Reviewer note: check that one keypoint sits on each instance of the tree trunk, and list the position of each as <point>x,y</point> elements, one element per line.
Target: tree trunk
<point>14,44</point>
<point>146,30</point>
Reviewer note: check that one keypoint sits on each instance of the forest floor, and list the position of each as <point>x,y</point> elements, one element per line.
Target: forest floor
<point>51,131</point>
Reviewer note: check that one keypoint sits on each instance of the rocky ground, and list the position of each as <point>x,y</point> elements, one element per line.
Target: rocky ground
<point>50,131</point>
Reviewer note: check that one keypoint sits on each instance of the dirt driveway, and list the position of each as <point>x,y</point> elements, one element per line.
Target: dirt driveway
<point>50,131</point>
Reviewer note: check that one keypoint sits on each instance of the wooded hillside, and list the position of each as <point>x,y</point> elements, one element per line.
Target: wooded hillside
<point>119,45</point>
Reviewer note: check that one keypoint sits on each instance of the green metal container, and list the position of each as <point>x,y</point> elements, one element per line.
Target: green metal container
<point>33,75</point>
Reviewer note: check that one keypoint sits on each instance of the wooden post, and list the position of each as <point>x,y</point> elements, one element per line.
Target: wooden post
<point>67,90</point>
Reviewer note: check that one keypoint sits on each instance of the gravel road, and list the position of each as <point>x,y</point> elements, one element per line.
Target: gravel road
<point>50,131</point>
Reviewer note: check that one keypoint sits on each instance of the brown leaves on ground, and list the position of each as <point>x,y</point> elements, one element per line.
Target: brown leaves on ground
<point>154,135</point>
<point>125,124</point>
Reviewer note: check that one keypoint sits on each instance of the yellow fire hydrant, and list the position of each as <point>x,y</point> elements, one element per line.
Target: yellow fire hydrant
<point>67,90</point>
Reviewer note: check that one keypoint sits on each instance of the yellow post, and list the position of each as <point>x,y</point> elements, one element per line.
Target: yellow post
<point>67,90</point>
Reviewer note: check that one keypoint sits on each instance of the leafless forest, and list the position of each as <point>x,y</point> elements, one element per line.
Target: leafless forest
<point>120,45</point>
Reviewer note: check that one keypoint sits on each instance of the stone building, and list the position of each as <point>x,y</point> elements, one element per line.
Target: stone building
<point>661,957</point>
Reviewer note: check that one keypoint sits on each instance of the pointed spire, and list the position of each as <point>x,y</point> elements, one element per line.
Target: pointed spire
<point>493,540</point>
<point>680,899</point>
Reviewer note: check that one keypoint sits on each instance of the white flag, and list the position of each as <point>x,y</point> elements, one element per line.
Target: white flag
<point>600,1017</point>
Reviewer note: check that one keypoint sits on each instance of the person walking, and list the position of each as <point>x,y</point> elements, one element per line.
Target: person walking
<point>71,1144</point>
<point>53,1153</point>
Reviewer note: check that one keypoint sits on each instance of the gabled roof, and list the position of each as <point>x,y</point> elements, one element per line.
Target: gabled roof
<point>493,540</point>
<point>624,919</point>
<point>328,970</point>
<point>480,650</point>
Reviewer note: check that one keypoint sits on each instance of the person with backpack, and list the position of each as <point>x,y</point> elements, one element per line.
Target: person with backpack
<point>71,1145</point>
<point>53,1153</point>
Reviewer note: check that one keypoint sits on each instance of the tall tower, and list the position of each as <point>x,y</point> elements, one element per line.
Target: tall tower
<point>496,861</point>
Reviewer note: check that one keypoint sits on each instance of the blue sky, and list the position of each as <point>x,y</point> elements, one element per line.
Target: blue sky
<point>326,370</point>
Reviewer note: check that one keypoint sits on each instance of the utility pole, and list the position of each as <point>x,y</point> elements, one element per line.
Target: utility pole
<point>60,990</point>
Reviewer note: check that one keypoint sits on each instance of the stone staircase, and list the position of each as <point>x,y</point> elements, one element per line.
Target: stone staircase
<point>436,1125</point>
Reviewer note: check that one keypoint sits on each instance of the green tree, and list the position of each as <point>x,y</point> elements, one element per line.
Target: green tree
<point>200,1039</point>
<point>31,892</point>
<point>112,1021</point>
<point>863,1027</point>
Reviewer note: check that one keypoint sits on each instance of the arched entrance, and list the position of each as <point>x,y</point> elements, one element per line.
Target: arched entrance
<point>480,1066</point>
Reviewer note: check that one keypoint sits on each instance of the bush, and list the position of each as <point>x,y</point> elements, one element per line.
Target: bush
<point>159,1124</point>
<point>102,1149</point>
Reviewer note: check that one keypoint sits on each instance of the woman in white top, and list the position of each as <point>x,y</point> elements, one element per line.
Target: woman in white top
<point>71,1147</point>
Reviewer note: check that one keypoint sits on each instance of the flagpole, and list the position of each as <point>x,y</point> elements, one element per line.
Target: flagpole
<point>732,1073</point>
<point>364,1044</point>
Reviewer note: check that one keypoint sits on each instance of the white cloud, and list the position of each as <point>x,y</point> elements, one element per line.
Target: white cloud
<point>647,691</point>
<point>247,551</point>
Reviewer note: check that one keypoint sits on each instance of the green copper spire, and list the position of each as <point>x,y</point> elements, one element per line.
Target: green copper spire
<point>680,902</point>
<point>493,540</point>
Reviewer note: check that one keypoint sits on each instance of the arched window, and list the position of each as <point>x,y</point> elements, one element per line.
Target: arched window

◆ ◆ ◆ ◆

* What this task involves
Repeat all of the data exactly.

* Result for this task
Reviewer note: check that one keypoint sits on each instance of the tree trunk, and list the position of each as <point>x,y</point> elements, one element per line.
Target: tree trunk
<point>14,44</point>
<point>146,30</point>
Reviewer note: check that one keypoint sits on each instance of the forest floor, and list the position of each as <point>x,y</point> elements, one element per line.
Target: forest floor
<point>51,131</point>
Reviewer note: check that one keypoint sits on each instance of the rocky ground, and list the position of each as <point>x,y</point> elements, one element per line.
Target: rocky ground
<point>50,131</point>
Reviewer note: check that one keypoint sits on each instance of the dirt driveway, and list the position of each as <point>x,y</point> elements, one element per line.
Target: dirt driveway
<point>50,131</point>
Reviewer note: check that one keypoint sits on each instance of the wooded hillside, and list the position of each as <point>x,y</point> elements, one element per line.
Target: wooded hillside
<point>119,45</point>
Reviewer note: check that one keypoint sits on each instance of the green metal container, and list the position of each as <point>x,y</point> elements, one element per line.
Target: green metal container
<point>33,75</point>
Reviewer note: check that one keypoint sits on each instance of the wooden post, and list the position of each as <point>x,y</point> elements, one element per line.
Target: wooden post
<point>67,90</point>
Reviewer note: check that one keypoint sits on each instance of the gravel road, and list the position of each as <point>x,y</point> elements, one element per line.
Target: gravel road
<point>50,131</point>
Reviewer note: check that one keypoint sits on each instance of the brown leaves on ground, and list the position of each as <point>x,y</point> elements, one element per line.
Target: brown leaves on ground
<point>154,135</point>
<point>125,124</point>
Reviewer note: check that one keypoint sits on each instance of the yellow fire hydrant, and list the position of each as <point>x,y</point> elements, one element per line.
Target: yellow fire hydrant
<point>67,90</point>
Reviewer note: check that one keypoint sits on each instance of the yellow post, and list the position of each as <point>x,y</point> elements, one element per line.
Target: yellow post
<point>67,90</point>
Reviewer note: check that one keypoint sits on each instance of the leafless forest, and list the position of each as <point>x,y</point> elements, one element per line.
Target: leafless forest
<point>120,45</point>
Reviewer note: check that one keypoint sits on each instance of the stone building, and list the position of each as <point>x,y</point> elements, one element per line.
Target: stone building
<point>661,957</point>
Reviewer note: check that one keypoint sits on each instance of the pointed spire, and list the position of each as <point>x,y</point> elements, one element per line.
Target: pointed spire
<point>493,540</point>
<point>680,899</point>
Reviewer note: check that one keypoint sits on each instance of the white flag, and list the position of each as <point>x,y</point> elements, one element per line.
Target: white flag
<point>600,1017</point>
Reviewer note: check that one keypoint sits on each instance of the person walking, and list the position of each as <point>x,y</point> elements, one element per line.
Target: person walking
<point>71,1144</point>
<point>53,1153</point>
Reviewer note: check that one keypoint sits on each instance of the gabled roof, and list the position of each as <point>x,y</point> elements, one element per line.
Target: gabled roof
<point>493,540</point>
<point>624,919</point>
<point>328,970</point>
<point>480,650</point>
Reviewer note: check that one keypoint sits on each instance of the person with backpack, and list the position of each as <point>x,y</point> elements, one element per line.
Target: person with backpack
<point>71,1145</point>
<point>53,1153</point>
Reviewer note: check that one keypoint sits on each instance of the tall tower, and list the position of each as <point>x,y</point> elements, one element per line.
Target: tall tower
<point>496,861</point>
Reviewer note: check that one keypoint sits on each instance of the blue sky, and list the position of each as <point>x,y</point> elements, one element per line.
Target: blue sky
<point>326,370</point>
Reviewer note: check that one keypoint sits on each instance of the utility pole, and list the position of each as <point>x,y</point> elements, one element per line.
Target: utility pole
<point>60,990</point>
Reviewer note: check that one keypoint sits on each instance of the stone staircase, and list the position of each as <point>x,y</point> elements, one element per line.
Target: stone staircase
<point>436,1125</point>
Reviewer note: check that one keypoint sits on each instance of the green tree, and list the position of each as <point>x,y</point> elements, one element per line.
Target: green tree
<point>200,1039</point>
<point>31,892</point>
<point>112,1021</point>
<point>863,1027</point>
Reviewer note: check that one keypoint sits on each instance of the arched entrance, and list the position of each as <point>x,y</point> elements, one element per line.
Target: arched entrance
<point>480,1066</point>
Reviewer note: check that one keypoint sits on each instance of the bush, and list the position of each as <point>x,y</point> elements, one element per line.
Target: bush
<point>159,1124</point>
<point>102,1149</point>
Reviewer note: check that one keypoint sits on each instance of the woman in white top, and list the position of each as <point>x,y</point> elements, one element per line.
Target: woman in white top
<point>71,1147</point>
Reviewer note: check that one keypoint sits on each instance of the flagpole, and list the position of each as <point>x,y</point> elements, one element per line.
Target: flagpole
<point>732,1073</point>
<point>364,1044</point>
Reviewer note: check that one keypoint sits on each instance of the white cloud, and list the position of each as <point>x,y</point> elements, one element per line.
Target: white cloud
<point>647,691</point>
<point>247,551</point>
Reviewer note: check that one keypoint sits on each instance of the green copper spire, and list the position of each as <point>x,y</point> elements, one element per line.
Target: green copper spire
<point>680,902</point>
<point>493,540</point>
Reviewer note: check that one keypoint sits on each instance of the arched window, and list the position of each as <point>x,y</point> elements, one element per line.
Target: arched window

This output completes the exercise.